-- start of Text to read --

The BH Cosmetics Carli Bybel palette is on the Ulta website. I've wanted this palette for a while...its a basic neutral palette, but the color selection & highlighters are beautiful. No other BH stuff is there, just the palette.


----------



## boschicka (Jun 30, 2016)

Ordered the new Tarteist Metallic Shadows from Ulta with my 20% off.  They are incredible.  I know they are limited edition, but I would love it if they came out with more colors.  I haven't seen much about them, but they are worth it!


----------



## ARmakeupjunkie (Jul 1, 2016)

I told myself I would not place any more Ulta orders because their shipping takes too long.  Innocently watching a Lara Lee YT video, what happens?!  I ended up placing an order to use the coupon code I received this morning and get the free goody bag she created with them!  I wish I could kick myself right now!!  And of course because of some of the items I ordered, my only shipping option was the really slow ground shipping!  It will be two weeks before I get that package!!

-- end of Text to read --
-- start of Material --

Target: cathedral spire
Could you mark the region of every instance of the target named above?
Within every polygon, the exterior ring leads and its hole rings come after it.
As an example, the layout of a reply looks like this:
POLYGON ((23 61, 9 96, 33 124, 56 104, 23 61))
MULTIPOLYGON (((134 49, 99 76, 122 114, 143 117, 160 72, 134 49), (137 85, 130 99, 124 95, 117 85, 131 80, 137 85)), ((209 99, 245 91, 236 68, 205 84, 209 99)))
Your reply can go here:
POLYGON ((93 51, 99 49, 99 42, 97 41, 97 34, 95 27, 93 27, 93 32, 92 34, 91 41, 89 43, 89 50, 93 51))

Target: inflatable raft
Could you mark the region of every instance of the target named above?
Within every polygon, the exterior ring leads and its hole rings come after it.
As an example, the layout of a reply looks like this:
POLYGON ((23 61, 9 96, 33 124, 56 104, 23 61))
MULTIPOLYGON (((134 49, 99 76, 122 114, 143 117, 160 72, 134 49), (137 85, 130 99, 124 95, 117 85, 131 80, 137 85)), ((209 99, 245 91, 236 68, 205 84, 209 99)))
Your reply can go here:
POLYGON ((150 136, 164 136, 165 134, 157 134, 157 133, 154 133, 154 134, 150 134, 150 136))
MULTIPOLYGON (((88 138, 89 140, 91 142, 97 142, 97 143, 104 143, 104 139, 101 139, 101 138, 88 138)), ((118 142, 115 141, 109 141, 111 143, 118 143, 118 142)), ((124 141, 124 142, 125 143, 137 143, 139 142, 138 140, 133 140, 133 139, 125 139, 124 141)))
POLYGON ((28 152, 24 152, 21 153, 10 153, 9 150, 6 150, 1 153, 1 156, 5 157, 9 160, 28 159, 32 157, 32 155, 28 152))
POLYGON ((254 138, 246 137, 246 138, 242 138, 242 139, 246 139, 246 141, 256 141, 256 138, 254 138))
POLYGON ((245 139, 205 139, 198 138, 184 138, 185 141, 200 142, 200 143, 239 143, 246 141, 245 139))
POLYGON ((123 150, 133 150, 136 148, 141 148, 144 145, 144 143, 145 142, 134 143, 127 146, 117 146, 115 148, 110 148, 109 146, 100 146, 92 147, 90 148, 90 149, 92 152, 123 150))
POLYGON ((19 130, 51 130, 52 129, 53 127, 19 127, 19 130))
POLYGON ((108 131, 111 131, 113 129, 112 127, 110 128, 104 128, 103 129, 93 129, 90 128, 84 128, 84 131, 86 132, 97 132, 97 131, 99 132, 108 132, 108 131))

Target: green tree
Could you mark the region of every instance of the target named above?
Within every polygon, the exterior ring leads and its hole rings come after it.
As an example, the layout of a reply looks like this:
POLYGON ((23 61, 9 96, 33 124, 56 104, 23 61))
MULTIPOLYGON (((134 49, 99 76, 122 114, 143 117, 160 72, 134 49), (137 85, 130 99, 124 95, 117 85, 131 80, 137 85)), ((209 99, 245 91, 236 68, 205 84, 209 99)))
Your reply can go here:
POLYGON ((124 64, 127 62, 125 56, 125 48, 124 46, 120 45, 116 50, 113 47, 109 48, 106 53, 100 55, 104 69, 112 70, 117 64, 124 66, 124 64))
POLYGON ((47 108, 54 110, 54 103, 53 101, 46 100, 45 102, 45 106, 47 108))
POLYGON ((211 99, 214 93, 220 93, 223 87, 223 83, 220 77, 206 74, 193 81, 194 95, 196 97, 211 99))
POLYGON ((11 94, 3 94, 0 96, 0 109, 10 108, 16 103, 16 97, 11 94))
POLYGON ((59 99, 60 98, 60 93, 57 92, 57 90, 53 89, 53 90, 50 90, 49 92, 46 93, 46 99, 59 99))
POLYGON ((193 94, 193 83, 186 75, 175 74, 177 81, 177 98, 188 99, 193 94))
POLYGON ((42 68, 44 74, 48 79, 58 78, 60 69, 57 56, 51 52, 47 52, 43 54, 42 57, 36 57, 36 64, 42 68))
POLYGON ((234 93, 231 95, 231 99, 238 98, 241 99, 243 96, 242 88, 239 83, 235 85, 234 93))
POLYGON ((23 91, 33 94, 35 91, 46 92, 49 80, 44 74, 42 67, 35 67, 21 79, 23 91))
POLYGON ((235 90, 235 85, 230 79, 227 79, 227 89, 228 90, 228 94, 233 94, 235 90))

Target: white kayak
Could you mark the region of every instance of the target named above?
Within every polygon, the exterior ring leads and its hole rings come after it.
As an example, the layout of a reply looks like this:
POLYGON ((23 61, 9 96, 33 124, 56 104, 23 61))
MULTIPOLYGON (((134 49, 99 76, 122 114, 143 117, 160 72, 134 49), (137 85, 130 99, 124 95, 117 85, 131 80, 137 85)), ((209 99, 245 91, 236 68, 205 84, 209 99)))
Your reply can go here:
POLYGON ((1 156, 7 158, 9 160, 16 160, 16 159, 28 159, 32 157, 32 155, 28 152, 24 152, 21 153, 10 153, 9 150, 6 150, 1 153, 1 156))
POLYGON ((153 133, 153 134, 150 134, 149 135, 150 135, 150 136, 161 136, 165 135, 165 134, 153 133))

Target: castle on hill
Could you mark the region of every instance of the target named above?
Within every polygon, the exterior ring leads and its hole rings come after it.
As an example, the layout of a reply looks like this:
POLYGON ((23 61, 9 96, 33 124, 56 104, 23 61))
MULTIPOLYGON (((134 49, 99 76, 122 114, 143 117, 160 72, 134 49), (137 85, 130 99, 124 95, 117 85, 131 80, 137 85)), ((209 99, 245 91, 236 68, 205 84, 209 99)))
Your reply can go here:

-- end of Material --

Written exercise A: In the Ulta shopping thread, what discount did boschicka use when ordering the Tarteist Metallic Shadows?
Written exercise B: Write the next post in the Ulta shopping thread, picking up after its final line.
The listing comes from a separate source and has no connection to the forum thread.

Task answer A: 20% off

Task answer B:
----------



## Sabrunka (Jul 1, 2016)

ARmakeupjunkie said:


> I told myself I would not place any more Ulta orders because their shipping takes too long.  Innocently watching a Lara Lee YT video, what happens?!  I ended up placing an order to use the coupon code I received this morning and get the free goody bag she created with them!  I wish I could kick myself right now!!  And of course because of some of the items I ordered, my only shipping option was the really slow ground shipping!  It will be two weeks before I get that package!!



LOL I placed an order because of that gift as well! Mind you, I was going to place an order regardless, I was just waiting until last minute to see if any goodies popped up! I grabbed some wella shampoo and conditioner, and an UD naked setting powder... Then of course the Laura Lee bag and I had a free buxom lip polish as well  YAYYYY! I made great use of that 20% code .


----------



## Monsy (Jul 1, 2016)

they will have liter sale on shampoos and conditioners starting sunday


----------



## Shars (Jul 1, 2016)

If anyone wants a 20% off code, I can give them mine as I won't be using it this go around.


----------



## BrittLuvsMakeup (Jul 1, 2016)

Shars said:


> If anyone wants a 20% off code, I can give them mine as I won't be using it this go around.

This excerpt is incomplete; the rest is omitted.